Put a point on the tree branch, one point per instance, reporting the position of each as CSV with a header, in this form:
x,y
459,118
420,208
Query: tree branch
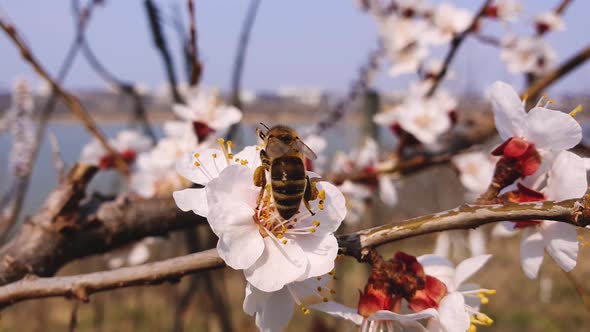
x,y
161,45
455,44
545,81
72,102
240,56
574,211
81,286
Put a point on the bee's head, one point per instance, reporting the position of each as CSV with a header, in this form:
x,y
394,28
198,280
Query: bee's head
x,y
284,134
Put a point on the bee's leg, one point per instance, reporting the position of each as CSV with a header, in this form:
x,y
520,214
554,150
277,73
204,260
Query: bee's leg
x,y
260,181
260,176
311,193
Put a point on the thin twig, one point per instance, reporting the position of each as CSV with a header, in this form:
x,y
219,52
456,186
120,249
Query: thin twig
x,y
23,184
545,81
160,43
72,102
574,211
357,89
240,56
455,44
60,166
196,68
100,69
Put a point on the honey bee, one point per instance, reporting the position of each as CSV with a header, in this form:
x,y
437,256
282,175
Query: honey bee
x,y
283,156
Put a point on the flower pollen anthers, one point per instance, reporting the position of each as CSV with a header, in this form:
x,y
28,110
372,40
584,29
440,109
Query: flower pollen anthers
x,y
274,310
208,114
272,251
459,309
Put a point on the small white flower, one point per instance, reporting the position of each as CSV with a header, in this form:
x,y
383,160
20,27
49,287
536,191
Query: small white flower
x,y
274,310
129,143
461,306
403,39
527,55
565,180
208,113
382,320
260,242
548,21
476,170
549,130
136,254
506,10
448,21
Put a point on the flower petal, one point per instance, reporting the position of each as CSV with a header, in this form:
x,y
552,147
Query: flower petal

--- GIVEN EXERCISE ---
Leave out all images, then reproduce the entries above exactly.

--- TASK RESPONSE ---
Put a point on the tree branch, one point per instance, reporting the position of each as CSV with a header, in this form:
x,y
459,118
420,208
Query: tree branch
x,y
161,45
455,44
545,81
72,102
240,56
574,211
81,286
Put a point on the bee's head, one point per instance, reporting the position of each as CSV with a header, in this form:
x,y
394,28
198,280
Query: bee's head
x,y
284,134
Put a point on the bee's leg, one point per instance, reporting the position of each as CSV with a header, in this form:
x,y
520,214
554,150
277,73
204,260
Query: bee's leg
x,y
260,181
260,176
311,193
Put a point on the thin twig, one point per instance, reporting the position of each as CSV with a header, in this form:
x,y
219,52
456,186
120,249
Query: thin twig
x,y
23,184
545,81
160,43
72,102
574,211
357,89
240,56
455,44
60,166
196,68
100,69
Put a point on the honey bee, one point per instance, reporting the position of each as CSV with a header, in this form:
x,y
437,256
282,175
Query: honey bee
x,y
283,156
Put a point on the flower pollen anthers, one point per instance, reporting the position of each as CSV with a header, in this form:
x,y
28,110
372,40
584,29
440,109
Query: flower pollen anthers
x,y
274,310
208,114
272,251
459,309
Put a point on the small white flower, one point per instance, reporting the position of each as CSV with a header, in this form:
x,y
383,160
20,27
49,287
536,191
Query: small white flower
x,y
274,310
129,143
461,306
403,39
527,55
565,180
208,113
382,320
260,242
548,21
476,170
549,130
136,254
506,10
448,21
Put a point on the flower petal, one point per instance, reporting the position of each as CSV with a header, in this form:
x,y
552,147
Query: flower petal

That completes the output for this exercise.